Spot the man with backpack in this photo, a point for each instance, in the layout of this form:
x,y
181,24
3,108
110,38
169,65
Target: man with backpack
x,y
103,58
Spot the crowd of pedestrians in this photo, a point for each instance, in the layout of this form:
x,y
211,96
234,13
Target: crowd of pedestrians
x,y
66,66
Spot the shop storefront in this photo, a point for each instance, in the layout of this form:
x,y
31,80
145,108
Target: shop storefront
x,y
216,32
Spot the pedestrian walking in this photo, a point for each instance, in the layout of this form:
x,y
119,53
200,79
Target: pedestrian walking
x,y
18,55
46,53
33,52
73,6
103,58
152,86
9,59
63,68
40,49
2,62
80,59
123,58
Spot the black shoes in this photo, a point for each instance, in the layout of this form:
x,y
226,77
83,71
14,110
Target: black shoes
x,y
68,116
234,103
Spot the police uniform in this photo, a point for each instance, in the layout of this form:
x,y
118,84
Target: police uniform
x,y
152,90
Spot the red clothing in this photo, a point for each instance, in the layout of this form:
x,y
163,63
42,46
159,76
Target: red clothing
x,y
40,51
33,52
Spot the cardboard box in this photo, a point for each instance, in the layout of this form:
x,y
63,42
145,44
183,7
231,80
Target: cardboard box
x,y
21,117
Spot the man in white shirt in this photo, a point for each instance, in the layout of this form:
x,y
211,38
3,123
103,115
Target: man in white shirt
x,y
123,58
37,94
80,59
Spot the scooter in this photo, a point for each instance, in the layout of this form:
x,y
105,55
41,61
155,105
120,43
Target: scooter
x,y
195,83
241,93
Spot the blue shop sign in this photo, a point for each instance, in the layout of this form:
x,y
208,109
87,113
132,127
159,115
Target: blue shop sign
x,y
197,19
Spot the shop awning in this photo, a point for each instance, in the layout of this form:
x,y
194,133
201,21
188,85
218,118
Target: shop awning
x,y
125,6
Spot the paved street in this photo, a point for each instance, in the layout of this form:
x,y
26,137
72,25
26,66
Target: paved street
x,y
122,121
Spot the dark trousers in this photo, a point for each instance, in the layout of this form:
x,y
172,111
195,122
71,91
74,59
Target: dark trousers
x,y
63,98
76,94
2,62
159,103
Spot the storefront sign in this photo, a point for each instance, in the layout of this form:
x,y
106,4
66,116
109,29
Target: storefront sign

────────────────────────────────────────

WHAT YOU SHOULD DO: Copy the listing above word for word, line by line, with nothing changed.

ANSWER BELOW:
Spot the man with backpack in this photo, a point for each instance, in the layout of this form:
x,y
181,24
3,108
110,38
169,65
Target: man with backpack
x,y
103,58
Spot the crowd of pedestrians in this photo, a point for each instance, in the layout of this form:
x,y
211,96
234,13
Target: crowd of pedestrians
x,y
66,66
Spot the shop storefront in this photo, a point for each instance, in the layout of this form:
x,y
31,80
145,108
Target: shop storefront
x,y
216,32
Spot the pedestrian walking in this photo, a point for each instance, in the layout of this form:
x,y
119,53
200,79
Target: pedestrian walking
x,y
18,55
46,53
33,52
73,6
103,58
152,86
9,59
63,68
40,49
2,62
80,59
123,58
Spot the black shoes in this photo, a point for each instance, in the layout of this form:
x,y
226,77
83,71
14,110
Target: black shoes
x,y
68,116
234,103
Spot the police uniform in this photo, a point for each instance, in the layout of this form:
x,y
118,84
Target: police uniform
x,y
152,90
Spot the red clothing in this photo, a point for each instance, in the layout of this form:
x,y
163,63
42,46
159,76
Target: red clothing
x,y
40,51
33,52
Spot the cardboard box in this photo, a point for each instance, in the layout of this form:
x,y
63,42
145,44
183,7
231,80
Target: cardboard box
x,y
21,117
Spot the man in white shirt in this photo, a point for each instance, in the layout of this form:
x,y
211,38
3,123
103,115
Target: man in white shirt
x,y
123,58
37,94
80,59
Spot the scooter in this photo, a point for each instance, in the layout of this form:
x,y
105,55
41,61
155,105
120,43
Target: scooter
x,y
195,83
241,93
Spot the blue shop sign in this photo, a point for each instance, in the layout of this form:
x,y
208,109
87,113
132,127
159,115
Target: blue shop sign
x,y
197,19
Spot the shop awning in this photo, a point for each instance, in the layout of this form:
x,y
194,133
201,21
188,85
218,118
Target: shop awning
x,y
125,6
Spot the paved street in this photo, a point for each instance, in the layout of this form:
x,y
26,137
72,25
26,66
Target: paved street
x,y
122,121
Spot the dark trousers in this photo, a point for each instance, in the layout of this form:
x,y
172,111
195,122
71,91
74,59
Target: dark trousers
x,y
63,98
76,94
2,62
159,103
Spot the storefront sign in this photo, a point for each instance, in the layout of this form:
x,y
106,4
66,116
109,29
Target: storefront sign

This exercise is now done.